Ce n’est pas toujours que les engagements professionnels, les réalisations familiales, les conditions de santé, le contexte dans lequel vous vivez, aident à voir avec lucidité la beauté et la grandeur de votre vocation. Il est nécessaire de réagir à l’inertie qu’engendre la vie quotidienne et de vouloir avec ténacité également des moments de liberté, de sérénité, de prière. Je vous invite donc à prier ensemble, dès ce soir, puis demain, puis toujours : une prière simple pour remercier le Seigneur, pour demander sa bénédiction pour vous, vos enfants, vos amis, votre communauté : quelques « Je vous salue, Marie » pour toutes ces attentes et ces peines que, peut-être, on ne réussit pas même à s’exprimer. Je vous invite à choisir quelques dates, à les distinguer par un signe, comme une visite à un sanctuaire, une messe même un jour de semaine, une lettre pour dire ces mots qui se bloquent dans notre gorge : la date de votre mariage, celle du baptême de vos enfants, celle de quelque deuil familial, pour ne donner que quelques exemples.
Je vous invite à trouver le temps de vous parler avec simplicité, sans transformer chaque point de vue en entêtement, toute divergence en litige : un temps pour parler, échanger des idées, reconnaître ses erreurs et demander pardon, se réjouir du bien accompli, un temps pour parler en se promenant tranquillement le dimanche après-midi, sans hâte. Et je vous invite à rester seuls pendant un petit moment, chacun pour son compte : un moment de détachement peut aider à être mieux et plus volontiers ensemble.
Je vous invite à avoir confiance dans l’incidence de votre oeuvre d’éducation : trop de parents sont découragés par l’impression d’une certaine imperméabilité de leurs enfants, qui sont capables de beaucoup exiger, mais qui se montrent réfractaires à toute interférence dans leurs amitiés, leurs horaires, leur monde.

■ ■ ■ ■ ■ ■ ■

NATURE DE LA TÂCHE → Donnez la suite du texte sur la prière en famille et l'éducation des enfants, en commençant après sa dernière phrase. Les données qui suivent n'ont aucun rapport avec le texte ci-dessus.

■ ■ ■ ■ ■ ■ ■

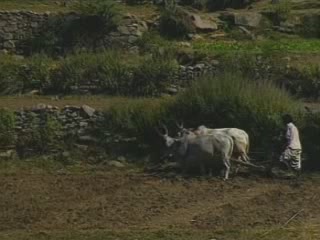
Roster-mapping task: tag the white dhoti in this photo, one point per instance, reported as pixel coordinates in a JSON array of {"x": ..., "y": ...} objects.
[{"x": 292, "y": 158}]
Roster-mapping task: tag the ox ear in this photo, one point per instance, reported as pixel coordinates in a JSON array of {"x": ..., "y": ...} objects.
[
  {"x": 180, "y": 126},
  {"x": 166, "y": 132}
]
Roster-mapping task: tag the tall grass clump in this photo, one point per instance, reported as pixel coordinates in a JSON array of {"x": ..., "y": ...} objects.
[
  {"x": 107, "y": 68},
  {"x": 174, "y": 23},
  {"x": 227, "y": 100},
  {"x": 230, "y": 100},
  {"x": 152, "y": 76},
  {"x": 21, "y": 75},
  {"x": 7, "y": 125}
]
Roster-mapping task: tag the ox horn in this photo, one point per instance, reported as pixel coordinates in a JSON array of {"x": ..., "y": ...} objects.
[
  {"x": 164, "y": 128},
  {"x": 180, "y": 126}
]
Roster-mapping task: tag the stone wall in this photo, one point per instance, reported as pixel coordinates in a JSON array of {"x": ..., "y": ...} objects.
[
  {"x": 18, "y": 26},
  {"x": 78, "y": 127}
]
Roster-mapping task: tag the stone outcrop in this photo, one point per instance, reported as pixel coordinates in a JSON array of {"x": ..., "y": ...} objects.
[
  {"x": 18, "y": 27},
  {"x": 78, "y": 126}
]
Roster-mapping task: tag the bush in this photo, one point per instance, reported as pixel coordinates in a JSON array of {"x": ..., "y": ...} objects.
[
  {"x": 7, "y": 124},
  {"x": 152, "y": 42},
  {"x": 214, "y": 5},
  {"x": 22, "y": 75},
  {"x": 310, "y": 140},
  {"x": 174, "y": 23},
  {"x": 153, "y": 76},
  {"x": 311, "y": 26},
  {"x": 225, "y": 101},
  {"x": 41, "y": 139},
  {"x": 281, "y": 11},
  {"x": 75, "y": 70},
  {"x": 305, "y": 82},
  {"x": 104, "y": 10}
]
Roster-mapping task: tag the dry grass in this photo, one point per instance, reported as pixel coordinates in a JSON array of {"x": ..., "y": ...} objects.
[
  {"x": 32, "y": 5},
  {"x": 97, "y": 102},
  {"x": 102, "y": 203},
  {"x": 145, "y": 11}
]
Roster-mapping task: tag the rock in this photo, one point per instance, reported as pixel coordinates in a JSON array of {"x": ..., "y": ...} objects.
[
  {"x": 9, "y": 45},
  {"x": 88, "y": 139},
  {"x": 65, "y": 154},
  {"x": 203, "y": 25},
  {"x": 123, "y": 30},
  {"x": 9, "y": 154},
  {"x": 172, "y": 90},
  {"x": 218, "y": 35},
  {"x": 248, "y": 19},
  {"x": 116, "y": 164},
  {"x": 89, "y": 111},
  {"x": 246, "y": 31},
  {"x": 185, "y": 44}
]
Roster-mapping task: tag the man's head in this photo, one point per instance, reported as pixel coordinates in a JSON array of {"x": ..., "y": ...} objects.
[{"x": 287, "y": 118}]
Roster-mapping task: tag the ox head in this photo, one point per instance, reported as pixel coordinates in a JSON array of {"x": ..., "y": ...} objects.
[{"x": 169, "y": 141}]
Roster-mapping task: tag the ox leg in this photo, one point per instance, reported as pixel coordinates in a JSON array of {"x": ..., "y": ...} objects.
[{"x": 226, "y": 162}]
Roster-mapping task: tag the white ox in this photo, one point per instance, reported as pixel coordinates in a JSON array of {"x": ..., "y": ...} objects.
[
  {"x": 201, "y": 150},
  {"x": 240, "y": 137}
]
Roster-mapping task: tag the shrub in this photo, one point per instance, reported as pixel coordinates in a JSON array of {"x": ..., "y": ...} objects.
[
  {"x": 310, "y": 140},
  {"x": 9, "y": 77},
  {"x": 281, "y": 11},
  {"x": 152, "y": 42},
  {"x": 77, "y": 69},
  {"x": 234, "y": 101},
  {"x": 311, "y": 26},
  {"x": 305, "y": 82},
  {"x": 223, "y": 4},
  {"x": 104, "y": 10},
  {"x": 225, "y": 101},
  {"x": 7, "y": 124},
  {"x": 21, "y": 75},
  {"x": 41, "y": 138},
  {"x": 153, "y": 76},
  {"x": 174, "y": 23}
]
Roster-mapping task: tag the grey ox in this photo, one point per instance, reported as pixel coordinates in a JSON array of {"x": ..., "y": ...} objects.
[
  {"x": 201, "y": 150},
  {"x": 240, "y": 137}
]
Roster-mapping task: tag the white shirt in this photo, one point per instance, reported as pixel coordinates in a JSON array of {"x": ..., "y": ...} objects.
[{"x": 292, "y": 136}]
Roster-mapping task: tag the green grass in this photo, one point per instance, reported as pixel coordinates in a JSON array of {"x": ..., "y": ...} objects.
[
  {"x": 305, "y": 232},
  {"x": 32, "y": 5},
  {"x": 267, "y": 46},
  {"x": 54, "y": 6},
  {"x": 99, "y": 102}
]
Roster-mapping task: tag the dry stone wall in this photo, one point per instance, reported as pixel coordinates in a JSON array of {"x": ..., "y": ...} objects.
[
  {"x": 18, "y": 26},
  {"x": 75, "y": 127},
  {"x": 15, "y": 26}
]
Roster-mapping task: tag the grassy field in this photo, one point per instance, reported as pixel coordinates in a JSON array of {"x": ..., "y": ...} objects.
[
  {"x": 97, "y": 102},
  {"x": 56, "y": 6},
  {"x": 297, "y": 46},
  {"x": 55, "y": 202}
]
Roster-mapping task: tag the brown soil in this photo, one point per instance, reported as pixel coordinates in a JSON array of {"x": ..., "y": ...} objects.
[{"x": 118, "y": 200}]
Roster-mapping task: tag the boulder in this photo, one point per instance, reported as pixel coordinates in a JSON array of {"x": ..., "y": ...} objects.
[
  {"x": 116, "y": 164},
  {"x": 89, "y": 111},
  {"x": 248, "y": 19},
  {"x": 203, "y": 25}
]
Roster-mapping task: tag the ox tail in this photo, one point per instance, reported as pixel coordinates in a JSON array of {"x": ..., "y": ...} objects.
[{"x": 247, "y": 150}]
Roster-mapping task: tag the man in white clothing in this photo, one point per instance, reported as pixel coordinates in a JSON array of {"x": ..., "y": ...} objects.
[{"x": 291, "y": 156}]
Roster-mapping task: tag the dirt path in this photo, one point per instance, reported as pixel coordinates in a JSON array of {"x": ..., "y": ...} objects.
[{"x": 123, "y": 200}]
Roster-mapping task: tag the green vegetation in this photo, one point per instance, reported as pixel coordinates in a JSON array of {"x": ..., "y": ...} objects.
[
  {"x": 7, "y": 125},
  {"x": 227, "y": 100},
  {"x": 267, "y": 46},
  {"x": 41, "y": 138},
  {"x": 292, "y": 233},
  {"x": 281, "y": 11},
  {"x": 174, "y": 23},
  {"x": 115, "y": 73}
]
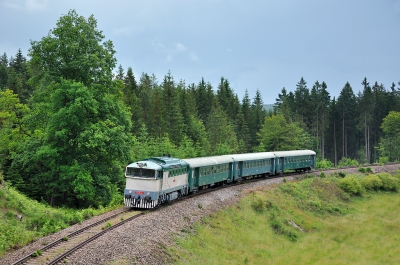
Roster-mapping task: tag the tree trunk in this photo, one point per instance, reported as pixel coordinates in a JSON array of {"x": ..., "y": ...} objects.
[{"x": 334, "y": 141}]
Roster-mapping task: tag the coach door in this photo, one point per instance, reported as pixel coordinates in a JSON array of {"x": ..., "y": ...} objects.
[
  {"x": 281, "y": 164},
  {"x": 165, "y": 180}
]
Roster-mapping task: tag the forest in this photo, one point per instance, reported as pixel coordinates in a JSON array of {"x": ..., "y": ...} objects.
[{"x": 70, "y": 122}]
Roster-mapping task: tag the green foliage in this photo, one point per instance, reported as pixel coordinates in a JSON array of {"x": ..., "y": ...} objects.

■ ■ ■ ■ ■ ■ ■

RÉPONSE PROPOSÉE →
Votre vocation à éduquer est bénie de Dieu : aussi, transformez vos appréhensions en prière, en méditation, en calme confrontation. Éduquer, c’est comme semer : le fruit n’est pas garanti et il n’est pas immédiat, mais si l’on ne sème pas, il est certain qu’il n’y aura pas de récolte. Éduquer est une grâce que le Seigneur vous fait : accueillez-la avec gratitude et sens des responsabilités. Cela demandera parfois patience et gentille complaisance, parfois fermeté et détermination ; dans une famille, il arrive aussi que l’on se dispute et que l’on va se coucher sans se saluer : mais ne perdez pas courage, il n’y a rien d’irrémédiable pour qui se laisse conduire par l’Esprit de Dieu.
Et confiez souvent vos enfants à la protection de Marie, n’omettez pas de dire une dizaine de chapelet pour chacun d’eux : ayez confiance et ne perdez l’estime ni de vous-mêmes ni de vos enfants. Éduquer, c’est devenir collaborateurs de Dieu pour que chacun réalise sa vocation.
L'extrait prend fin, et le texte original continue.